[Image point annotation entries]
════════════════
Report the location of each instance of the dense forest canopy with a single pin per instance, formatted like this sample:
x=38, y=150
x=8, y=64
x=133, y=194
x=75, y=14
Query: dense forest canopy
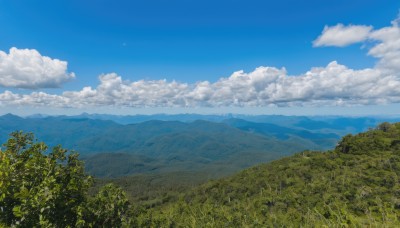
x=356, y=184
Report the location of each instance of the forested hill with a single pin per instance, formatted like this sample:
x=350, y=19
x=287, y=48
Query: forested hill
x=355, y=184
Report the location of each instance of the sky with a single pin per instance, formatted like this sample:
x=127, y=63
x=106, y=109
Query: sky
x=184, y=56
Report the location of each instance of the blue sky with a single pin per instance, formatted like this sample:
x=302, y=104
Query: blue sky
x=188, y=43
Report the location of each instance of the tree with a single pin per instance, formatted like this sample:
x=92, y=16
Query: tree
x=42, y=188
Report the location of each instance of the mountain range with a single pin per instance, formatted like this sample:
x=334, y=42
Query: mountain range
x=205, y=143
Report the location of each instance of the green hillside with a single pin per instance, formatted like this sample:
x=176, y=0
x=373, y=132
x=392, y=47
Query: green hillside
x=356, y=184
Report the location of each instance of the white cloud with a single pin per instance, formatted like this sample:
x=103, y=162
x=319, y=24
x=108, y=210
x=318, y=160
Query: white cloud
x=332, y=85
x=27, y=68
x=340, y=35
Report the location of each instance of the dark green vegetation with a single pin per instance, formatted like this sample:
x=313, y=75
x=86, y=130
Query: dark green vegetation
x=355, y=184
x=216, y=145
x=52, y=190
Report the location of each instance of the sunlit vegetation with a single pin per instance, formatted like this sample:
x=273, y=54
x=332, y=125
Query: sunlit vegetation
x=50, y=189
x=356, y=185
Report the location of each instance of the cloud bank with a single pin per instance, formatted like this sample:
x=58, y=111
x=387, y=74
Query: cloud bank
x=332, y=85
x=27, y=68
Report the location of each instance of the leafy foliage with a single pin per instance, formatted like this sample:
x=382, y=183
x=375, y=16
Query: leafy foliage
x=357, y=184
x=40, y=188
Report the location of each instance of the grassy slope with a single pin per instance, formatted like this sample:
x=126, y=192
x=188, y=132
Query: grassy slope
x=356, y=184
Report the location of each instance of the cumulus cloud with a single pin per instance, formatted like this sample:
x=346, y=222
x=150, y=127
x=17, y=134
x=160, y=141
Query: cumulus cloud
x=27, y=68
x=340, y=35
x=332, y=85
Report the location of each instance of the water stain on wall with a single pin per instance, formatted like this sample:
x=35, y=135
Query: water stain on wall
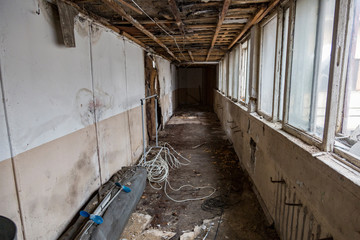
x=84, y=97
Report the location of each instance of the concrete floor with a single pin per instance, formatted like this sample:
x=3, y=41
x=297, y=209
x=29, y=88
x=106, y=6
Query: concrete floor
x=196, y=133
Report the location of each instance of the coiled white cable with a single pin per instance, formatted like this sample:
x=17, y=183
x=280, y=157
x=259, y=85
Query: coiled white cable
x=159, y=166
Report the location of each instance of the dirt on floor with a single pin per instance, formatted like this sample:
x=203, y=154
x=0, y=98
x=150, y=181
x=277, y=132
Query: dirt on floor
x=232, y=212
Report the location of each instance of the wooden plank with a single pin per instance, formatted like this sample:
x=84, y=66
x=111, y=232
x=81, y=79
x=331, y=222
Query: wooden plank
x=97, y=18
x=175, y=11
x=219, y=24
x=256, y=19
x=269, y=8
x=145, y=22
x=247, y=26
x=190, y=54
x=128, y=5
x=67, y=14
x=118, y=9
x=133, y=39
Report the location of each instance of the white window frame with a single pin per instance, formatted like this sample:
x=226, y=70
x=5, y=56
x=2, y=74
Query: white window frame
x=240, y=60
x=270, y=117
x=327, y=141
x=343, y=43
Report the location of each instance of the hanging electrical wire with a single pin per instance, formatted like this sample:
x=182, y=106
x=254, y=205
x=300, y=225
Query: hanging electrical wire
x=166, y=32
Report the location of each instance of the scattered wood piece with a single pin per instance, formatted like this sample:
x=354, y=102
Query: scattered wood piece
x=197, y=146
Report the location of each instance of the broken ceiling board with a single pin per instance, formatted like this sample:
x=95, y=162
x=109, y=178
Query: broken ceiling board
x=175, y=11
x=67, y=14
x=117, y=8
x=192, y=23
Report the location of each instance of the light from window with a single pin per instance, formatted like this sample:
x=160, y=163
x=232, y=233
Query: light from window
x=310, y=64
x=243, y=73
x=267, y=65
x=236, y=73
x=348, y=136
x=283, y=63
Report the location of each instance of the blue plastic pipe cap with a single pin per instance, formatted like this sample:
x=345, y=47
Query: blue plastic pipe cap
x=95, y=218
x=124, y=188
x=84, y=214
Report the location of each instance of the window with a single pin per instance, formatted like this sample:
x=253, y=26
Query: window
x=267, y=66
x=313, y=32
x=219, y=85
x=231, y=74
x=283, y=62
x=224, y=75
x=348, y=129
x=243, y=71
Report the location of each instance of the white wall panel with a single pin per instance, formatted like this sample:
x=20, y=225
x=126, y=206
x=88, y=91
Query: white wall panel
x=135, y=74
x=4, y=143
x=46, y=84
x=108, y=58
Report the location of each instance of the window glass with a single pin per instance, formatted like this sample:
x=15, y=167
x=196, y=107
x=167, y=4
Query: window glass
x=243, y=71
x=236, y=73
x=348, y=135
x=219, y=85
x=310, y=64
x=267, y=65
x=224, y=75
x=283, y=62
x=247, y=72
x=231, y=73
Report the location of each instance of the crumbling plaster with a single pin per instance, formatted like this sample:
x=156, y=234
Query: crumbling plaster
x=73, y=114
x=328, y=189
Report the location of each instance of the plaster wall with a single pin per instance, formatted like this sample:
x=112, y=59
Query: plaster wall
x=73, y=113
x=328, y=190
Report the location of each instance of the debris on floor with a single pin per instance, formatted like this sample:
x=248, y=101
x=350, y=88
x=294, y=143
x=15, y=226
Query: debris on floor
x=137, y=229
x=233, y=212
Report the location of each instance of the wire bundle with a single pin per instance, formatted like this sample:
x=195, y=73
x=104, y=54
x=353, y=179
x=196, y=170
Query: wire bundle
x=163, y=159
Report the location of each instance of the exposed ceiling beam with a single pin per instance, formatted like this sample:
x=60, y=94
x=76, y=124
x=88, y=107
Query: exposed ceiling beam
x=219, y=24
x=190, y=54
x=175, y=11
x=256, y=19
x=271, y=6
x=247, y=26
x=118, y=9
x=128, y=5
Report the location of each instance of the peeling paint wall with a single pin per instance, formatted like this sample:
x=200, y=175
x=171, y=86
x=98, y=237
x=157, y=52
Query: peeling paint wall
x=74, y=114
x=328, y=190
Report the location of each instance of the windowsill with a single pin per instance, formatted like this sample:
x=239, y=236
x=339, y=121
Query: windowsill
x=333, y=160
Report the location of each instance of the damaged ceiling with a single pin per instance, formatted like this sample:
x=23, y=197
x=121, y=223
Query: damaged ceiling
x=182, y=30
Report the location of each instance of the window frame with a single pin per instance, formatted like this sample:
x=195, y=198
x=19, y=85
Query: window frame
x=262, y=24
x=246, y=38
x=326, y=141
x=343, y=42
════════════════
◆ **EXERCISE BRIEF**
Please rewrite the listing from the line that has "Report the location of each instance of the forested" through the line that has "x=188, y=43", both included, keeping every line. Offset each answer coordinate by 146, and leave the coordinates in the format samples unchanged.

◆ **SOLUTION TO THE PROBLEM**
Report the location of each instance of the forested hill with a single pin per instance, formatted like this sample:
x=350, y=19
x=287, y=48
Query: forested hill
x=501, y=330
Report the location of each instance of the sky with a single pin per instance, formatted like this sample:
x=127, y=63
x=106, y=109
Query: sky
x=330, y=202
Report the location of each instance of the blue sky with a single pin per instance, formatted like this sample:
x=302, y=104
Query: blue sky
x=334, y=189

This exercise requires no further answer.